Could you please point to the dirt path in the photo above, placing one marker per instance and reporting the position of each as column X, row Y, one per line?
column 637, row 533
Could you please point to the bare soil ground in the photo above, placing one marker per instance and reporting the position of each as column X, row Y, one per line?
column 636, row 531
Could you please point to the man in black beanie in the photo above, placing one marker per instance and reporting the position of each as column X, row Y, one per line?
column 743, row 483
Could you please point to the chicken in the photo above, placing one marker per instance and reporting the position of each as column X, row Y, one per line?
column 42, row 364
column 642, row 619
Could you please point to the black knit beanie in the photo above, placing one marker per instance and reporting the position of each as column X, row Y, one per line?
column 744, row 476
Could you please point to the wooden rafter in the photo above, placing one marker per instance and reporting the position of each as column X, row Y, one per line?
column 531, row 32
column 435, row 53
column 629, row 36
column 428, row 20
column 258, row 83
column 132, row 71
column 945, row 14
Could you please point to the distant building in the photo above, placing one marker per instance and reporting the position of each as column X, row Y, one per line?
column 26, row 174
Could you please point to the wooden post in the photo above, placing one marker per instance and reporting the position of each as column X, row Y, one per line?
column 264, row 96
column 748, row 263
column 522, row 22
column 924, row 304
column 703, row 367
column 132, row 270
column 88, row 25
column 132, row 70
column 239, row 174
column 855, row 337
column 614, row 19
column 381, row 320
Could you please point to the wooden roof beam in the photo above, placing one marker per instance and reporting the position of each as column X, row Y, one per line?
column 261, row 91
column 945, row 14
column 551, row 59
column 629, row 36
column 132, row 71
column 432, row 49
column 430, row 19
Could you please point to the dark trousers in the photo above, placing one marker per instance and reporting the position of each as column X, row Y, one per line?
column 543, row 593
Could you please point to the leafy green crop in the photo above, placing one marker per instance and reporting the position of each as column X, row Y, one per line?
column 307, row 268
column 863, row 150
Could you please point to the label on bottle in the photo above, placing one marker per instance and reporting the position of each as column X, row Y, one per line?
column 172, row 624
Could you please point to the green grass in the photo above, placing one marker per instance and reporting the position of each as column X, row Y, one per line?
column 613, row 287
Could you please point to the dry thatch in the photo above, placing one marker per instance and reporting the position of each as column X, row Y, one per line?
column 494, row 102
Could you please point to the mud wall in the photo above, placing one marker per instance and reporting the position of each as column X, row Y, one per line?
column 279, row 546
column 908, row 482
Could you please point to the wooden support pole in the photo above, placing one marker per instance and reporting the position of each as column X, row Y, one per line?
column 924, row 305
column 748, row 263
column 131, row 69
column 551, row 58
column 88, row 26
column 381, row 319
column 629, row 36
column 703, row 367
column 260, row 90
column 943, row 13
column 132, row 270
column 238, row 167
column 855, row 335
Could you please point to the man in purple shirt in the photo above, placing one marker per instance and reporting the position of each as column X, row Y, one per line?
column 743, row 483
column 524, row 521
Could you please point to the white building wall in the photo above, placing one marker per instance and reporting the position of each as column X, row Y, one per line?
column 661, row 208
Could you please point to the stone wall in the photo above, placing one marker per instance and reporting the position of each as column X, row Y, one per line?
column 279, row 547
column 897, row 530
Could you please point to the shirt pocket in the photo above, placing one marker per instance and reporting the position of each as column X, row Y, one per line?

+===+

Problem description> Give back, unchanged, every line from the one with "Could you please point to the dry" to the end of the entries above.

Written response>
Could you please point to the dry thatch in the photo above, placing one marker per instance and reporting the position of each as column X, row Y, one per line?
column 494, row 102
Could you please point to the mud wall in the photo above, placing one marker per instance and reporting the position of each as column X, row Y, one per line?
column 279, row 546
column 908, row 482
Could you please point to the wooden support pole in the photo above, placing one marker per instance and reporting the position of each as column X, row Y, one per line?
column 924, row 305
column 748, row 263
column 131, row 69
column 551, row 58
column 88, row 26
column 381, row 319
column 629, row 36
column 703, row 367
column 260, row 90
column 943, row 13
column 132, row 270
column 238, row 167
column 855, row 335
Could you please point to the man in purple shirt in the photo above, placing one marker per instance and reporting the position of each as column X, row Y, one per line?
column 743, row 483
column 524, row 521
Could you please point to the white building wall in the photo above, placing one marker per instance and reporting the position of each as column X, row Y, one per line?
column 661, row 208
Could you please point to the stone wall in the photo above, placing one marker per instance and reporting the position of each as column X, row Y, one per line?
column 279, row 547
column 897, row 530
Could you please point to the shirt pocket in the photo above, placing one marker per instance and reporting the position of each as column X, row Y, one per line?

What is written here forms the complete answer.